• Text extract:
-=-=-=-=-

I can live with this "logical inconsistency", and other "gotchas" but i would prefer that tools/libraries like sesearch would some how communicate this.
It may be documented, and discussed but besides a handful of kernel coders and a few others, i bet not many are aware of this inconsistency, and other gotchas
If the tools would some how show that there is a special case, then policy authors would not be left totally in the dark but how would one implement that...

> 
> On Sat, Jan 10, 2015 at 4:56 AM, Dominick Grift <dac.override@xxxxxxxxx> wrote:
> > On Fri, 2015-01-09 at 22:02 -0500, Paul Moore wrote:
> >> I think there is a point of clarification that may help put everyone at
> >> ease... SELinux provides two permissions relevant to socket bind()
> >> operations, bind and name_bind. The name_bind operation controls the
> >> socket's ability to bind to a specific port, while the bind operation
> >> controls the ability of a domain to bind a socket.  Those of you who wish
> >> to restrict a domain from performing a socket bind() operation, regardless
> >> of the port, would likely find your answer with the socket:bind permission.
> >>
> >
> > Good to know but the socket bind access vector is checked on the domain
> > type and not on the port type
> >
> > Thus is you have a process with a requirement to bind a socket to a port
> > < ephemeral, then it is automatically also able listen on ports >=
> > ephemeral from an selinux pov
> >
> > Although this is good to know and in rare cases may be useful, it is in
> > my view indeed still a consolation prize at best
> >
> >> --
> >> paul moore
> >> www.paul-moore.com
> >>
> >>
> >>
> >> On January 9, 2015 5:24:22 PM eric gisse <jowr.pi@xxxxxxxxx> wrote:
> >>
> >> > I disagree.
> >> >
> >> > I've had to have technical discussions justifying my belief that
> >> > certain common things should be available to all domains such as
> >> > /dev/urandom and more recently /proc/sys/vm/overcommit_memory.

-=-=-=-=-

• What the exercise asks:
Answer these questions about the SELinux thread above:
(a) Which SELinux permission controls a socket's ability to bind to a specific port?
(b) On which type is the socket bind access vector checked, rather than the port type?
(c) Which two items did eric gisse argue should be available to all domains?

• Dataset section:
-=-=-=-=-

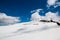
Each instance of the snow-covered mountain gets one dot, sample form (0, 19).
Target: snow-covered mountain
(30, 31)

-=-=-=-=-

• Answer in full:
(a) name_bind
(b) The domain type
(c) /dev/urandom and /proc/sys/vm/overcommit_memory